§ **ACTIVITY**: Your job is to copy every line in the material containing the word "shade".

RECORDS SHOWN section start

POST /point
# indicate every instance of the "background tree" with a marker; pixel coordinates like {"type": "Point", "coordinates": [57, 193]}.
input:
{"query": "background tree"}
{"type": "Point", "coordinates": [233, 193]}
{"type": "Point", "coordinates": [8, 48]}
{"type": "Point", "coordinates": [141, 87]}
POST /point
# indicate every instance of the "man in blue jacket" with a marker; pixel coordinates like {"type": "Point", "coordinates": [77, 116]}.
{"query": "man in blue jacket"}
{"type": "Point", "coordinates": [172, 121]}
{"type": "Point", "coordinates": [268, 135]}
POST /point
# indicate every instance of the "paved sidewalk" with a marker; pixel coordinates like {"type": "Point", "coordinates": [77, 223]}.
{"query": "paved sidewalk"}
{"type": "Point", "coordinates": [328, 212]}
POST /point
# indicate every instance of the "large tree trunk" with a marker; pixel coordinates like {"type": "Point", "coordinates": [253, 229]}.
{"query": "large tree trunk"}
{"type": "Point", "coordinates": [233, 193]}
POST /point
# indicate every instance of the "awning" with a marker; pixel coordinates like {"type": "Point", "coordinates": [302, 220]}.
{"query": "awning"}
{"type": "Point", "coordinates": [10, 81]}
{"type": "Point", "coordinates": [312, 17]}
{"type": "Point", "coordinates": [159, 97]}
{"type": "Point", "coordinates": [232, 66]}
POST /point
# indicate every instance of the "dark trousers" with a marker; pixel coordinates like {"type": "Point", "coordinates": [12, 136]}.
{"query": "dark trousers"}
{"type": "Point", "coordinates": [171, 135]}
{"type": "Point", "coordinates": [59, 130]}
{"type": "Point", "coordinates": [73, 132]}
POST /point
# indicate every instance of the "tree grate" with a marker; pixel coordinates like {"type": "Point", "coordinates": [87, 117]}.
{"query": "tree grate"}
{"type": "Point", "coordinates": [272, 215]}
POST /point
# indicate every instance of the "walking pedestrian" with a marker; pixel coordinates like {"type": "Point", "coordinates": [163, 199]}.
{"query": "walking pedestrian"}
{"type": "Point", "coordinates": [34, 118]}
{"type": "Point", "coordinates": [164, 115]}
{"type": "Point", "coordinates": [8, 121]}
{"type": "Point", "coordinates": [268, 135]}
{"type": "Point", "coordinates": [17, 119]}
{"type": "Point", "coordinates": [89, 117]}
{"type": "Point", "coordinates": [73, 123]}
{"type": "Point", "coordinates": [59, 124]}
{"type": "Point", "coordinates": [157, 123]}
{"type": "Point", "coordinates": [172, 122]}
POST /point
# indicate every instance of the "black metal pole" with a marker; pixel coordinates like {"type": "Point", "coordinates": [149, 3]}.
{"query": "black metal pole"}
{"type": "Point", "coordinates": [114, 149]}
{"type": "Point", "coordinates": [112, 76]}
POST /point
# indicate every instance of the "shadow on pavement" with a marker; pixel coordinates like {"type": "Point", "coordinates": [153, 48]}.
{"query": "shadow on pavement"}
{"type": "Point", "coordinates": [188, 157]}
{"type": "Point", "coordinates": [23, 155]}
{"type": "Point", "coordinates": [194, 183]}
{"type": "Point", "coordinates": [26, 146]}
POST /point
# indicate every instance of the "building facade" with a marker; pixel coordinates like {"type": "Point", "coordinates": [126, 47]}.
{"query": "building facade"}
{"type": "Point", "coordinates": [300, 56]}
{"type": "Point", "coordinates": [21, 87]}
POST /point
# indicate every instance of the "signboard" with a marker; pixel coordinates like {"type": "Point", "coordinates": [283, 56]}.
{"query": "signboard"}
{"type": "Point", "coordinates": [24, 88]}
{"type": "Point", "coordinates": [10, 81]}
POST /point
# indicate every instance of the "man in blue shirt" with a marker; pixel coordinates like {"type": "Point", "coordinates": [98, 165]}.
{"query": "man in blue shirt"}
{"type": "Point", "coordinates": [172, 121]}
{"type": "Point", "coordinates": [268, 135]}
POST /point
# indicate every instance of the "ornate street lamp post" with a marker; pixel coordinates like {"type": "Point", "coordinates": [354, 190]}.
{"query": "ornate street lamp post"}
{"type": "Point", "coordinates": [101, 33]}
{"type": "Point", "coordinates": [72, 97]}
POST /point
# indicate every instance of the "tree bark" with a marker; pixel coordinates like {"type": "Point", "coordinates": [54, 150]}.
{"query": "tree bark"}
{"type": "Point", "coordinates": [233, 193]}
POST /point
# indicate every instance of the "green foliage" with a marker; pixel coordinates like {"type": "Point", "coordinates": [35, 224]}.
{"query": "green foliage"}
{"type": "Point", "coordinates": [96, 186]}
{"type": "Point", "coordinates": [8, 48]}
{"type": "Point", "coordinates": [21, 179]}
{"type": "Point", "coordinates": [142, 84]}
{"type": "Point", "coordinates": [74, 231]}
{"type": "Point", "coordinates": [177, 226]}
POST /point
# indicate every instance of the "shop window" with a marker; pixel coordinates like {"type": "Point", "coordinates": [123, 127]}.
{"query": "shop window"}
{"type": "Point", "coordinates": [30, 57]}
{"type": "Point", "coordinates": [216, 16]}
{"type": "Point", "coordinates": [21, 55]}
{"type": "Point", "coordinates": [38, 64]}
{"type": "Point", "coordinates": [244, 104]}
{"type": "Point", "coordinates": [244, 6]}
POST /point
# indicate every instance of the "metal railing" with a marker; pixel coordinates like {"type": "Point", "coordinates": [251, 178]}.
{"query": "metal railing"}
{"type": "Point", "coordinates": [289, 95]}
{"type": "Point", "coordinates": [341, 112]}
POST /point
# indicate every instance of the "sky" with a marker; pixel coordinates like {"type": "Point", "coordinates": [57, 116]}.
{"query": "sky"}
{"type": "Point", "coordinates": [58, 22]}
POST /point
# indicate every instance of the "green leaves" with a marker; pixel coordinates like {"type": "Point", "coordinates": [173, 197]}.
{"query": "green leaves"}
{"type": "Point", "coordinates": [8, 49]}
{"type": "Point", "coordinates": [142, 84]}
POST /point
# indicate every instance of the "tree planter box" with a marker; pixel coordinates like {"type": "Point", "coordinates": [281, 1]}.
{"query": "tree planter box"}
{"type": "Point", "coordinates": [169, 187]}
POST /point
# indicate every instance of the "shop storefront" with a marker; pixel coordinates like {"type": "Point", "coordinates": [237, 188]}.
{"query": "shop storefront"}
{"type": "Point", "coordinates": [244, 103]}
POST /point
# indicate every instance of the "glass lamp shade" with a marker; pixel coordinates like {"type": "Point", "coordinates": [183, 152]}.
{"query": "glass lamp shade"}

RECORDS SHOWN section end

§ **EXERCISE RESULT**:
# indicate every instance of the "glass lamp shade" with a marker; pixel coordinates like {"type": "Point", "coordinates": [183, 152]}.
{"query": "glass lamp shade"}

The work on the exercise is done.